* Work task
Print every record below exactly as it stands.

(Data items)
BEGIN

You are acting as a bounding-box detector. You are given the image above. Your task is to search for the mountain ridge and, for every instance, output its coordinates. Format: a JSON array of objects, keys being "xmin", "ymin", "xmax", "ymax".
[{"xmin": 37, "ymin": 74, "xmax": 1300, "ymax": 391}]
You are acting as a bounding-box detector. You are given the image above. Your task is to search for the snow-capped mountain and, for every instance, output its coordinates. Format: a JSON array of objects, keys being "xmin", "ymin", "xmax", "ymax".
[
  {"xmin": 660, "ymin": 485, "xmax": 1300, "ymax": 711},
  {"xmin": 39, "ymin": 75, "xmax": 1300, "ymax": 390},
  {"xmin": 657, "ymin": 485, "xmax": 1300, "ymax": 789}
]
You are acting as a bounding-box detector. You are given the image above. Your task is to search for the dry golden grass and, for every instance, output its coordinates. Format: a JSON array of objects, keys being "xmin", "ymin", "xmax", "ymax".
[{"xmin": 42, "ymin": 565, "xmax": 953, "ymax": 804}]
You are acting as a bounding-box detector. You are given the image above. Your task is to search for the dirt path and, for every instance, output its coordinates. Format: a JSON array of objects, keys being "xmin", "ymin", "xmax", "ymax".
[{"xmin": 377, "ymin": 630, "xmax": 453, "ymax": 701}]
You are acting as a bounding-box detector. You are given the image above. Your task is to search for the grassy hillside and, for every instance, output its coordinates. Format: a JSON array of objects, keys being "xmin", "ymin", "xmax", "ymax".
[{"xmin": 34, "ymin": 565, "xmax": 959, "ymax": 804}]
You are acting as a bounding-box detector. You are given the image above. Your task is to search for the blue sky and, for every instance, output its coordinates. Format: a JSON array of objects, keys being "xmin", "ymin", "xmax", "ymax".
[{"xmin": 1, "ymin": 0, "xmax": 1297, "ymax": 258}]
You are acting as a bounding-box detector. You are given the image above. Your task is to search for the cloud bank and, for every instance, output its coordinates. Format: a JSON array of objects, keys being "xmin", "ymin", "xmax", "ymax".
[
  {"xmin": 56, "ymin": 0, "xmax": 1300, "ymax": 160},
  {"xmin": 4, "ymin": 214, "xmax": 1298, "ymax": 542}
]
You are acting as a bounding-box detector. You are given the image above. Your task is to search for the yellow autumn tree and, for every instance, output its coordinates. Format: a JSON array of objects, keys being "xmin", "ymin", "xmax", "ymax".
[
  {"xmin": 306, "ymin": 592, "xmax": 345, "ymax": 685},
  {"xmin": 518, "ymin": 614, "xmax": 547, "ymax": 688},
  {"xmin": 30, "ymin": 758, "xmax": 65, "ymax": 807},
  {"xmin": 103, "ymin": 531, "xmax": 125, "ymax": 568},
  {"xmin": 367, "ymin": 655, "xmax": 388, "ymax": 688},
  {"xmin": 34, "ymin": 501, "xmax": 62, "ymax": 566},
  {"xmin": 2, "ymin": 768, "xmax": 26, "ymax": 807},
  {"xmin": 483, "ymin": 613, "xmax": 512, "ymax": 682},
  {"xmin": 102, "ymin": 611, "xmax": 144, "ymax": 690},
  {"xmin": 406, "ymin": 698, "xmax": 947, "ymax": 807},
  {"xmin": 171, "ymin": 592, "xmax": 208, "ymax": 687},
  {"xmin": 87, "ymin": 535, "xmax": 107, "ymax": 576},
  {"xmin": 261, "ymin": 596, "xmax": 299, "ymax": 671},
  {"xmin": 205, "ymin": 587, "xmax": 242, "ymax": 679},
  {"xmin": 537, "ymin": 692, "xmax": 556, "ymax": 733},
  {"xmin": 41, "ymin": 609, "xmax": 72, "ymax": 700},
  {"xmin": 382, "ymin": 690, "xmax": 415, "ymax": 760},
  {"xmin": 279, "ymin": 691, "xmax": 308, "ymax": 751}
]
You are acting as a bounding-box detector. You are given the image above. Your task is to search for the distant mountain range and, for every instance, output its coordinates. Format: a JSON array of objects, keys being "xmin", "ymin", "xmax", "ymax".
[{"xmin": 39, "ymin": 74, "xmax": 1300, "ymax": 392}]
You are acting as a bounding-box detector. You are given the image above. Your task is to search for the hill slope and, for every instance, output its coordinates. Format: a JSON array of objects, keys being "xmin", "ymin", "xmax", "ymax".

END

* Solution below
You are acting as a bounding-box detector. You are given the image above. Your task is to search for the mountain ridge and, for every instance, output its coordinates. Format: a JSON array of objects, keys being "xmin", "ymin", "xmax", "ymax".
[{"xmin": 37, "ymin": 74, "xmax": 1300, "ymax": 391}]
You are acting as a bounding-box detector. You are given the image above. Your task is to search for the snow-capped mountain and, for every instance, output its coordinates. Format: a JSON array of objects, keys being "xmin", "ymin", "xmax", "ymax".
[
  {"xmin": 660, "ymin": 485, "xmax": 1300, "ymax": 711},
  {"xmin": 39, "ymin": 75, "xmax": 1300, "ymax": 390},
  {"xmin": 657, "ymin": 485, "xmax": 1300, "ymax": 789}
]
You are acting as a bounding-box detector. You are given the image above. Your task is to search for the dry golden grass and, for every instance, output its coordinates. Format: a JSON array of objects, keys being "xmin", "ymin", "xmax", "ymax".
[{"xmin": 42, "ymin": 565, "xmax": 953, "ymax": 804}]
You are acting as a bounding-box detector. You are given the image above. Your task is to search for the dirt path and, for every instance, output its coordinates. Format: a JSON array of objects, keys being "xmin", "ymin", "xmax", "ymax".
[{"xmin": 377, "ymin": 630, "xmax": 453, "ymax": 701}]
You are acting as a bounding-box detector. You are given the image above. Your task is to search for the grassy hillside and, for every instance, output its coordinates. Format: a JSON array of objects, keys being "xmin", "ymin", "xmax", "ymax".
[{"xmin": 34, "ymin": 565, "xmax": 959, "ymax": 804}]
You are acting as a bounding-box detector. You are given the image above. Your task is to search for the blue sky and, for every instance, output its coordinates. Format: a JSON array of objects, keys being "xmin", "ymin", "xmax", "ymax".
[{"xmin": 1, "ymin": 0, "xmax": 1297, "ymax": 258}]
You are acting as a bounding-box detector. You are given the image above. Your task is to search for the cloud bank and, for every instance, output its coordinates. Format: a JSON array of objects, keys being "xmin", "ymin", "xmax", "ymax".
[
  {"xmin": 56, "ymin": 0, "xmax": 1300, "ymax": 160},
  {"xmin": 4, "ymin": 214, "xmax": 1298, "ymax": 542}
]
You are acting as a bounding-box detector. You are given the image above. Your task is to search for the yellow autumn tree and, for every instance, output its coordinates. Format: a JSON array of objects, keys being "xmin", "ymin", "xmax", "ymax".
[
  {"xmin": 306, "ymin": 592, "xmax": 345, "ymax": 685},
  {"xmin": 518, "ymin": 614, "xmax": 547, "ymax": 688},
  {"xmin": 30, "ymin": 758, "xmax": 65, "ymax": 807},
  {"xmin": 103, "ymin": 531, "xmax": 125, "ymax": 568},
  {"xmin": 367, "ymin": 655, "xmax": 388, "ymax": 688},
  {"xmin": 34, "ymin": 501, "xmax": 62, "ymax": 566},
  {"xmin": 2, "ymin": 768, "xmax": 26, "ymax": 807},
  {"xmin": 483, "ymin": 613, "xmax": 512, "ymax": 682},
  {"xmin": 102, "ymin": 611, "xmax": 144, "ymax": 690},
  {"xmin": 406, "ymin": 698, "xmax": 947, "ymax": 807},
  {"xmin": 171, "ymin": 592, "xmax": 208, "ymax": 687},
  {"xmin": 87, "ymin": 535, "xmax": 107, "ymax": 576},
  {"xmin": 261, "ymin": 596, "xmax": 299, "ymax": 671},
  {"xmin": 205, "ymin": 587, "xmax": 242, "ymax": 679},
  {"xmin": 537, "ymin": 692, "xmax": 556, "ymax": 733},
  {"xmin": 41, "ymin": 609, "xmax": 72, "ymax": 700},
  {"xmin": 382, "ymin": 690, "xmax": 415, "ymax": 760},
  {"xmin": 279, "ymin": 691, "xmax": 308, "ymax": 751}
]
You are acting as a bounding-box detector. You are given the image above. Your task is to search for the distant mountain range and, for every instance, output its coordinates. Format: a JSON array of objects, keys being "xmin", "ymin", "xmax", "ymax".
[{"xmin": 39, "ymin": 74, "xmax": 1300, "ymax": 392}]
You are acting as a bounding-box detector. You are given the image above. Your task is to search for the hill slope and, for every instance, output its coordinates. Format: a JSON array of objects, keys being "xmin", "ymin", "xmax", "ymax".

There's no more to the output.